ТЕКСТ ->
================
С Розановым стало легко, когда было решено что он сладенький и свой. Но он стал такой; ведь сначала был совсем другой Розанов.
«В отношении того, как же это Розанов подставился, что с ним стало так легко, я думаю, что, очень возможно, он вовсе не подставился. Мы еще не очень хорошо знаем, что он с нами сделал, но очень неправильно что его приняли за своего, поскольку безнравственного, Смердякова, Передонова, во всяком случае нравственно доступного, мокрого. Не надо было спешить считать, что если не очень нравственный, то свой, что если распускается, то русский; этим мы только о себе плохо сказали, себя характеризовали. Мне кажется, что Розанов не подставился. Подставились, и очень крупно, мы, и может быть одно из оснований для суда над интеллигенцией, или как еще назвать, образованным классом, это как нас потянуло на распускание. Гораздо более здоровым ответом было бы безусловное негодование — раз уж его поняли так, в смысле распускания. Из этого возможно что-то получилось бы.»
«В Розанове происходит разрушение литературы. Это всех радует и вокруг этого разрастается еще одна литература. Но почему-то никому не пришло в голову, что в Розанове происходит разрушение не только литературы, но и литературоведения. Оно поставлено в том, что касается его, под вопрос. Чем?
Опасной возможностью того — а я уверен, она и осуществилась, — что племя любителей розановской словесности будет иметь перед собой корпус Розанова, ходить по нему взад и вперед, уже по всякому, и говорить мимо него»
================
ИСХОДНЫЕ ДАННЫЕ ->
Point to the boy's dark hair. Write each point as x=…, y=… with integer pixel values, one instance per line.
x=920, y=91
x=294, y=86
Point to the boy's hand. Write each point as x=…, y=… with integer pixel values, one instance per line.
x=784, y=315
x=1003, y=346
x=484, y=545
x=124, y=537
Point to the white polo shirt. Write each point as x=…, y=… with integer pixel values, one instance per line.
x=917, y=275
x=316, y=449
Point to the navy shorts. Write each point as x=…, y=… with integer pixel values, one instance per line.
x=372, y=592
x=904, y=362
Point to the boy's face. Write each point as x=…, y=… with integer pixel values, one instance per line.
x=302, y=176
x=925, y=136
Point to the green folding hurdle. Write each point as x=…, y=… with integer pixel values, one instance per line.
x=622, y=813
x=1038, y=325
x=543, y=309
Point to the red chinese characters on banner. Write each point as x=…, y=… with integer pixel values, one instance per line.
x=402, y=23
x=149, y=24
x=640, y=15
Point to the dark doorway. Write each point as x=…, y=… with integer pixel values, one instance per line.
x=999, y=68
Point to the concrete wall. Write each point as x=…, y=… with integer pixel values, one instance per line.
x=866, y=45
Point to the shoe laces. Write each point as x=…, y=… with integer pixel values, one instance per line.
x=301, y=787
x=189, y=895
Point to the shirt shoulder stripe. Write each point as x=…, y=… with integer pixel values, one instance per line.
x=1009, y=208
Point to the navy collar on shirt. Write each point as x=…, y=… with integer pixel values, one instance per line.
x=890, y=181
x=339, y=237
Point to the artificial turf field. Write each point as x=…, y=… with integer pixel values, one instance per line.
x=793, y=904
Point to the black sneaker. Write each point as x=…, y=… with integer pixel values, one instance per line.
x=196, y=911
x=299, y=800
================
ЗАДАНИЯ ->
1 - Выпишите из текста о Розанове все слова и сочетания, которые перечислены после слов «приняли за своего, поскольку».
2 - Продолжите текст о Розанове после его последней фразы.

ОТВЕТЫ ->
1 - безнравственного, Смердякова, Передонова, нравственно доступного, мокрого

2 -
«Мы поскользнулись на нравственности. В позиции Ольги Александровны Седаковой, испытывающей гадливость к «Розанову» в кавычках, гораздо больше потенциального понимания чем в размазывании восторгов по поводу теплого, сладкого, парного, солененького. Нам еще придется расстаться с кислым мягким пряным остреньким. Придется вернуться к строгому и совсем не нашему — не потому только что для Розанова, для его памяти так надо, а потому что мы подставились кстати, ошиблись с пользой для дела, исправиться и вернуться к настоящему пониманию придется. Возмущаясь, О.А.С. называет Розанова человеком без рук без ног, бессильным перед долгом, перед злом. Она и не подозревает, как многое тут угадывает: как раз то призвание к пониманию, которое не от жизни, не для жизни, не для активности мероприятий, предприятий и начинаний. Сейчас к настоящему пониманию мы еще не готовы, будем готовы может быть когда начнем догадываться, что такое философия. Для этого надо будет по-настоящему прочитать«досократиков», к которым пренебрежительно относит Розанова большой специалист. Их ум то же что бытие, которое не возникло и не уничтожится.»
» «Время настало», торжественно объявил свободный исследователь в 1990 году, «и ныне мы можем писать о Розанове всю правду». Раньше, чуть ли не говорит он, нам не по нашей вине приходилось писать о Розанове неправду. По нашей вине мы до чистого понимания не дойдем, пока в нас слишком много нашего. Как ни жестко это звучит, понимание не для нас. Сексуальный масляный Розанов это наш портрет. Суровый Розанов — протопоп Аввакум, как угадывает Турбин, зря только думая что дело ограничивается полярными противоположностями в человеке, — требует своего.
Что Розанов будто бы за конец страха и страхов, очень сомнительно. Вообще хорошо ли, когда становится можно не бояться. Похоже, кому-то или чему-то кстати, чтобы мы стали вольные и бесстрашные. Когда-то мы боялись только Бога. Потом мы стали бояться всего кроме Бога. Теперь нас приглашают вернуться к Богу без страха. Бог бывает без страха, без строгости, без протопопа Аввакума? Из формул и Бог и страх, ни Бога ни страха, один страх без Бога, Бог без страха как будто бы какая-то лучше. Они все хуже, даже первая. Союз между Богом и страхом не соединительный.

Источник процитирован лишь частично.